Problem requirements
Images excluded, repeat each entry below exactly.

(Saved entries)
>>

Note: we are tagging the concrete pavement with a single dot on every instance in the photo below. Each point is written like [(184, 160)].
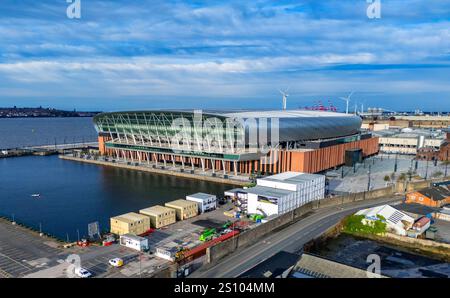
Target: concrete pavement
[(291, 239)]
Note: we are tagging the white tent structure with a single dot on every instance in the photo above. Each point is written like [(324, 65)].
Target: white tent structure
[(397, 221)]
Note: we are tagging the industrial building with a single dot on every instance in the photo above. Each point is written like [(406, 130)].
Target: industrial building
[(435, 196), (397, 222), (233, 143), (205, 202), (279, 193), (130, 223), (183, 209), (409, 141), (160, 216)]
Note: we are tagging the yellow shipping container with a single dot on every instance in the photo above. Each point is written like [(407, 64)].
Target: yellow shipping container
[(160, 216), (130, 223), (184, 209)]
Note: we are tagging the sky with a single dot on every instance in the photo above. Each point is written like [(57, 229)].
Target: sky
[(139, 54)]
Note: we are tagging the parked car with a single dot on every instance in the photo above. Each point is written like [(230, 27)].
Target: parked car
[(82, 272), (116, 262)]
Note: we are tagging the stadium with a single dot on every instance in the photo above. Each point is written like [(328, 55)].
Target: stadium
[(234, 142)]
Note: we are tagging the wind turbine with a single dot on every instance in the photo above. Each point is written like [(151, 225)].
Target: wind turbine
[(285, 96), (347, 99)]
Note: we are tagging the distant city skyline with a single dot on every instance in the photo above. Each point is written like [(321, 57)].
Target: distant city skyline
[(127, 55)]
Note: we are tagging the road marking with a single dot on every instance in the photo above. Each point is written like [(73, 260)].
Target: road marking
[(308, 221)]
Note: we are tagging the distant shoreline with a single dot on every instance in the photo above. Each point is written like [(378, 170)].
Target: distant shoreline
[(40, 112), (28, 117)]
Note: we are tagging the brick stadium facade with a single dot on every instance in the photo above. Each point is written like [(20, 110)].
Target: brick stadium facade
[(317, 154)]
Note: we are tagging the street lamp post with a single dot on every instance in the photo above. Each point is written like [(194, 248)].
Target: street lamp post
[(446, 164), (395, 165)]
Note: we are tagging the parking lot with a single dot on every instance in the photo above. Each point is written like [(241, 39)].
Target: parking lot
[(23, 252), (357, 179)]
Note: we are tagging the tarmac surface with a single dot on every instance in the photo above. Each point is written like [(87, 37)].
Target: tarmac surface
[(291, 239), (23, 252)]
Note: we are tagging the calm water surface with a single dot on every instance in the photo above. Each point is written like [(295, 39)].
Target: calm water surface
[(74, 194), (20, 132)]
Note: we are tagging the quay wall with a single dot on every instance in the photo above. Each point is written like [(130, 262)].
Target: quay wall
[(158, 171)]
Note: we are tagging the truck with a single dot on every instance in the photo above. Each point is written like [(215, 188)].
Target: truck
[(207, 234)]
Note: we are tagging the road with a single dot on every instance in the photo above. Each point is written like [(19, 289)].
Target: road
[(290, 239)]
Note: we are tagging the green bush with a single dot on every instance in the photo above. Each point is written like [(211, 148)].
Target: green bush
[(354, 224)]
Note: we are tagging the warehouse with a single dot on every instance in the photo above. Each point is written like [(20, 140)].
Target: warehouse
[(183, 209), (206, 202), (130, 223), (435, 196), (160, 216), (396, 221), (279, 193)]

<<

Result of the task
Note: we are tagging the concrete pavement with a single dot on every instance in the photo below. Each point is written like [(184, 160)].
Target: concrete pavement
[(291, 239)]
Note: we are tagging the white tent structure with a single dot on every instance in the photo above. Each point is written like [(324, 65)].
Target: white tent structure
[(397, 221)]
Note: we are tagging the industrial building with a single dot on every instance in the photo above. Each point is written like [(406, 130)].
Target: industrial building
[(435, 196), (397, 222), (233, 143), (205, 202), (279, 193), (130, 223), (183, 209), (409, 141), (160, 216)]
Note: we are tagging the yellow shipping container with a single dot on every instance in the photo above. Each point is written like [(407, 64)].
Target: yellow shipping container
[(160, 216), (130, 223), (184, 209)]
Note: we are tagging the sky with a single dot on every instance in the photo above. Each point is written like [(57, 229)].
Target: sky
[(139, 54)]
Note: we are tagging the parked car with a single dot on every instance in the photo above. Each point is written like [(230, 27)].
Target: parked car
[(82, 272), (116, 262)]
Note: we are tagging the stadium with a single dot on every instance in the photo above. Each point is written like [(328, 55)].
Target: stadium
[(234, 142)]
Note: we are tagging the wind turbine with a single dot on every instance in the photo above. Each point is written like [(151, 225)].
Target: wind turbine
[(285, 96), (347, 99)]
Note: we are tagging the distant city skyline with a single dot on every instance in the photo above. Each point is written like [(321, 57)].
Target: distant city skyline
[(127, 55)]
Note: we are tagging the road marking with a single dot on every instance in the photo above. Each point is written like [(73, 260)].
Target: road marking
[(308, 221)]
Note: we are tagging the distant shoreline with a single dot on every instance in the photo above. Each point is written like [(378, 170)].
Target: distant shoreline
[(40, 112), (28, 117)]
Note: we are tagging the brick stadium facade with a single dot on every instance in the photo above. Each point is written like [(20, 110)].
Target: brick stadium facade
[(317, 154)]
Note: we are tagging the street lamp post with a single dot on every instance in the photo above. Each point is written like [(194, 248)].
Target: street lamp post
[(446, 164), (395, 165)]
Note: we are tagging the parking lot with a single dot on every instance in the photo above. Each point is written like [(241, 39)].
Target: parking lot
[(23, 252), (357, 179)]
Note: we are tagging the tarmac surface with a single dot on every instance in the photo above. Each point is written like [(87, 37)].
Target: tarmac surface
[(291, 239), (23, 252)]
Note: we are tagging the calm water surface with a single dot on every instance in the photo above. Each point is written like [(295, 39)].
Target: calm water surface
[(74, 194), (20, 132)]
Note: we are tagging the quay wall with a single dot on every instance in the photo above. Each point is written like [(130, 262)].
Target: quay wall
[(158, 171)]
Note: we are tagging the truck with a single dot on every instance in the photo above. Each point is written like [(215, 188)].
Target: truck
[(207, 234)]
Note: we are tagging the road with a single dot on every instance in the photo above. Each point is written like [(19, 289)].
Target: road
[(290, 239)]
Note: we are tagging the green bush with a single dot on every instance in the photo above. Each point is written like [(211, 148)].
Target: green bush
[(354, 224)]
Note: we are tagging the warehouse with a single dot on every instance in the photo above. Each point is written like [(20, 140)].
Target: warehouse
[(183, 209), (206, 202), (130, 223), (435, 196), (160, 216), (396, 221), (279, 193)]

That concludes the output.